● The data:
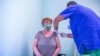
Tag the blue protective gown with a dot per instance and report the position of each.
(85, 26)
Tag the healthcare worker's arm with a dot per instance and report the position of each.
(56, 52)
(35, 49)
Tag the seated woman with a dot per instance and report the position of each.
(46, 42)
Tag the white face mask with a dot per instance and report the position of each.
(47, 26)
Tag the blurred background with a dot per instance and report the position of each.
(20, 20)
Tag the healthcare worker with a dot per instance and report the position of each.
(85, 26)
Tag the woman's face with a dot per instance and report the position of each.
(47, 24)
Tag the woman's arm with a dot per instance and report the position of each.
(35, 49)
(58, 47)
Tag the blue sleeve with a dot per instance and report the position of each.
(68, 12)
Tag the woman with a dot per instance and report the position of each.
(46, 42)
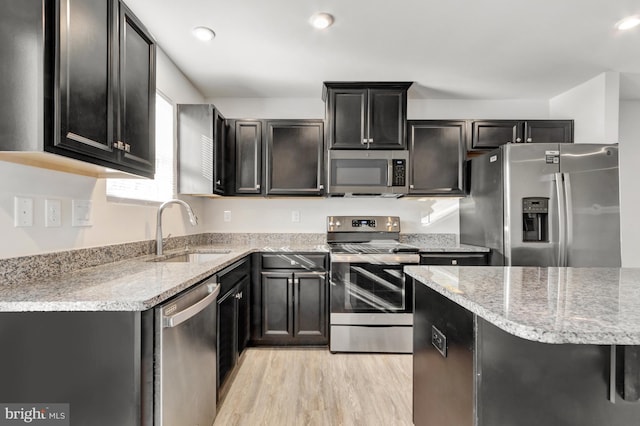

● What is required: In your answer, repeat the material above in full, exactly, and without its pictures.

● Answer area:
Tag the blue protective gown with a dot per instance and report the position of each.
(85, 26)
Tag the healthcare worker's arm with a dot per instance and report the position of each.
(56, 52)
(35, 49)
Tag the seated woman with a dot per instance and report the position of each.
(46, 42)
Tag the white face mask with a dot per instance and report the position of each.
(47, 26)
Tag the blurred background with a dot per instance and report the position of each.
(20, 20)
Tag the healthcare worker with a dot per instance and report the position of each.
(85, 26)
Tag the woman's face with a dot per instance and report the position of each.
(47, 24)
Tag the woman's arm with a dot per instance and report the position of each.
(35, 49)
(58, 47)
Tag the blue sleeve with a dot per instance and report the position of each.
(68, 12)
Tag the woman with a dot per instance and report the position of each.
(46, 42)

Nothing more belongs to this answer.